## Task to carry out
Continue the passage on evidence that new species can arise without geographic separation, picking up after its last sentence.

*** Source document Section Begins ***

They deal with Darwin's controversial suggestion that new species can
arise within an ancestral population even when there is no way to
separate the diverging groups geographically.
There's plenty of evidence that new species arise when segments of a
single population become geographically separated, as Darwin also
theorized. His other suggestion has lacked such evidence. It has
remained what Axel Meyer and his colleagues at the University of
Konstanz in Germany call "one of the most controversial concepts in
evolutionary biology."
They present in the journal Nature what they consider "a convincing
case" that Darwin was right.
They found their proof in Nicaragua's isolated volcanic crater Lake
Apoyo. There, two species of cichlid fish - Midas cichlid and Arrow
cichlid - live together. Detailed genetic, morphological, and
ecological study confirms their relationship as separate species that
evolved from a common ancestor. They live separate lives in the same
geographical space. Misas feeds along the bottom. Arrow exploits the
open water. The two do not interbreed.
The researchers explain why they are convinced that the two species did
not evolve elsewhere and then invade the lake after it formed about
23,000 years ago. Once the ancestral population was established,
however, evolution progressed rapidly.
The team estimates that the new species appeared in less than 10,000
years - a blink of the eye in geological time.
Vincent Stavolainen at Britain's Royal Botanic Gardens in Kew and nine
fellow scientists find what they call "clear support" for Darwin's idea
in palm trees on Lord Howe Island 600 miles east of Australia.
Two species of the trees live side by side. The scientists find it
"highly unlikely" that they evolved while geographically separated.

*** Source document Section Ends ***
*** Data excerpts Section Begins ***

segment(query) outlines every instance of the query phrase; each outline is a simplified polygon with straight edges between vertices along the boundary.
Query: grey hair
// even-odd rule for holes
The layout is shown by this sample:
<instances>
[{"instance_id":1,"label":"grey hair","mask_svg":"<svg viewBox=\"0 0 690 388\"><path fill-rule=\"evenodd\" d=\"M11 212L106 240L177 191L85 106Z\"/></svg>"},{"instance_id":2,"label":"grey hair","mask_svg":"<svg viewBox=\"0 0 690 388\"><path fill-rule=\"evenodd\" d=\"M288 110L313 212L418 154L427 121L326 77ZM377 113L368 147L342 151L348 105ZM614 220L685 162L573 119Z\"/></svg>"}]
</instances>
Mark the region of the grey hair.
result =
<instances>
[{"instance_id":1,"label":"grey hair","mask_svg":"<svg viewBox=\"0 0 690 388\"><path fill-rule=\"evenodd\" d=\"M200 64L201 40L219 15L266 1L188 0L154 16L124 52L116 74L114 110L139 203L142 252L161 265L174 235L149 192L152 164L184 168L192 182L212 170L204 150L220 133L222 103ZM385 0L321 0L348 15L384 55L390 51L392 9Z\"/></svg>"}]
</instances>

*** Data excerpts Section Ends ***

## Response to the task
There is strong reason to conclude that they evolved from a common
ancestor without geographical separation.
The two species appear to have gone separate ways because they flower
at different times. This may originally have been due to differences in
local soil conditions. In their report on Nature's online publication
site, the researchers say the flowering times of the two species
correlate with their soil preferences.
In the case of Lake Apoyo, the differences in the feeding habits of the
fish may have provided the opportunity for those two species to diverge.
There's a larger lesson in this scientific nitty-gritty. It's taken
more than a century and a half to resolve what, for scientists, was an
important controversy. Patient research finally paid off.
Proponents of creationism theories plead that high school science
classes should "teach the controversy." They have a point, although it
is not the point they think they are making. There is no "evolution
versus creationist" scientific controversy. It's a political and
philosophical controversy. Yet evolutionary biology has plenty of
genuine scientific controversy.
If schools taught that kind of controversy and how patient research can
eventually resolve it, classroom science would be enriched.